Trecho fornecido:
┄┄┄┄┄┄┄┄┄┄┄┄┄┄┄┄┄┄┄┄

Entreguei isto como relatório de conclusão de uma matéria na UFRJ neste período. Aproveitei no texto algumas coisas que já disse por aqui, e vocês hão de ter lido outras idéias alhures; como a idéia era fazer algo mais informal, não me preocupei muito também em dar todas referências e fazer bibliografia. De qualquer modo, acho que é um bom apanhado de argumentos a respeito da questão.
Agora, se for para sintetizar tudo: identidade nacional é o cacete, eu acho é que os escritores brasileiros nunca mais deveriam se preocupar com isso.
A Semana de 22 e a questão da identidade nacional
Fazendo uma analogia com a estrutura de um silogismo – premissa maior, premissa menor e conclusão – o presente trabalho pretende questionar a importância da questão da identidade nacional e redimensioná-la, bem como a Semana de Arte Moderna de 1922, propondo uma nova visão da história da literatura brasileira, baseada mais na língua e em sua prosódia do que em uma determinada visão da história do ocidente.
1. Premissa maior: a questão da identidade nacional em si
Olhando a questão da identidade nacional, poderíamos proceder à moda de São Tomás de Aquino na Suma Teológica, e iniciar a discussão com a seguinte pergunta: “a identidade nacional existe?” Depois disso temos que investigar quantos são os significados possíveis da expressão e ver qual o modo de existência dos objetos referidos.
Estamos falando de identidade nacional, portanto temos que nos perguntar: é possível que uma nação tenha identidade? Aliás, o que é exatamente uma nação? É um território político, delimitado por suas fronteiras? É este território, mais o povo que nele habita? A palavra “povo”, por sua vez, parece ao mesmo tempo parte importante da definição de nação – se não quisermos a definição meramente geopolítica – e tão difícil de definir quanto esta. Pulando todos os raciocínios, e sabendo que deste ensaio ninguém espera o rigor escolástico, podemos dizer que por identidade nacional nos referimos à identidade de um povo.

┄┄┄┄┄┄┄┄┄┄┄┄┄┄┄┄┄┄┄┄

Linhas de dados:
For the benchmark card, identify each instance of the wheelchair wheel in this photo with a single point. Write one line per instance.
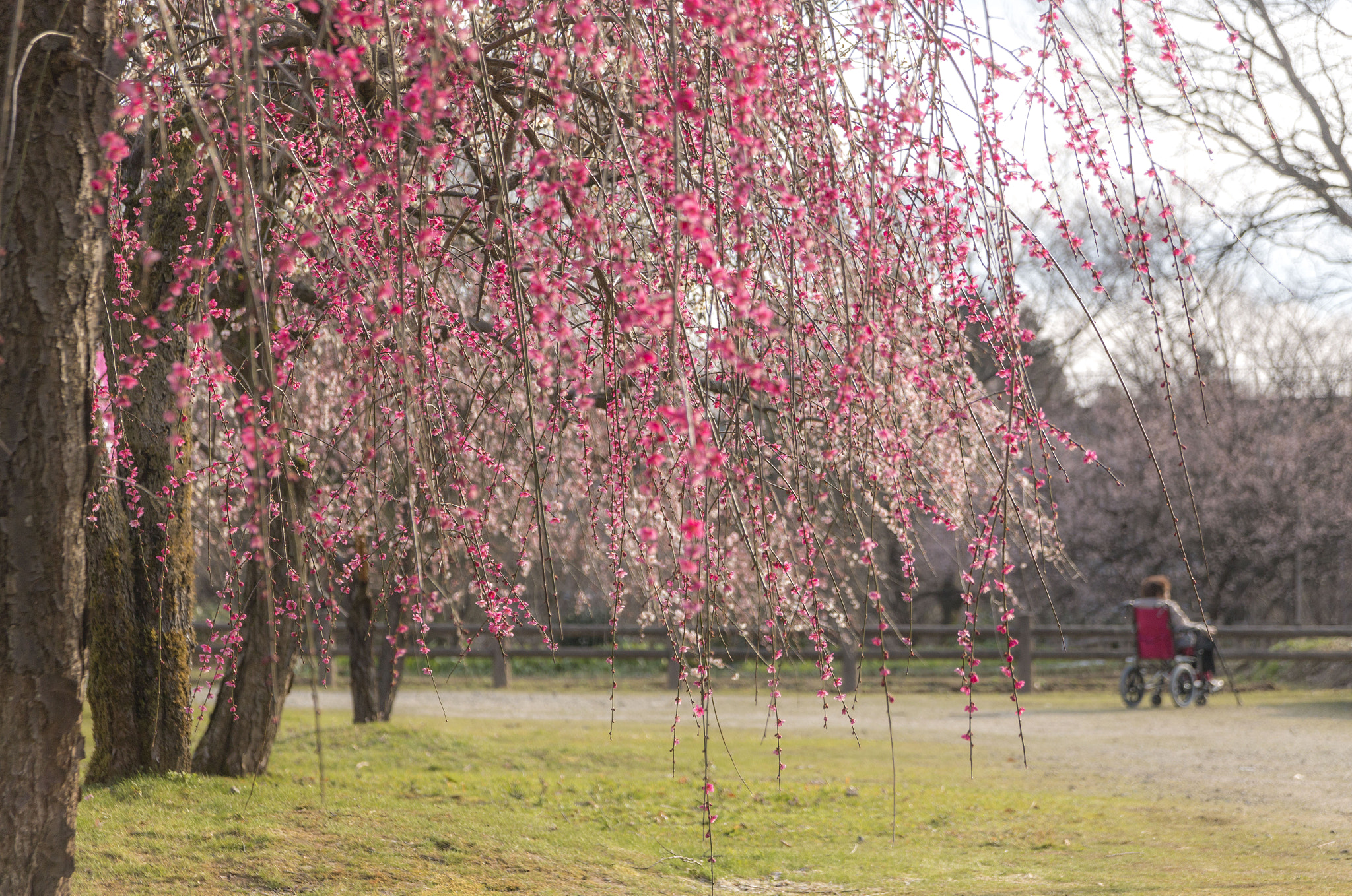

┄┄┄┄┄┄┄┄┄┄┄┄┄┄┄┄┄┄┄┄

O que se pede:
Responda às perguntas a seguir com base no ensaio sobre a Semana de 22.
(a) Em que universidade o ensaio foi entregue como relatório de conclusão de uma matéria?
(b) Qual obra de São Tomás de Aquino é citada como modelo para iniciar a discussão?
(c) Com a estrutura de quê o trabalho faz uma analogia?
O material não é necessário aqui.

Tarefa concluída:
(a) Na UFRJ.
(b) A Suma Teológica.
(c) Com a estrutura de um silogismo: premissa maior, premissa menor e conclusão.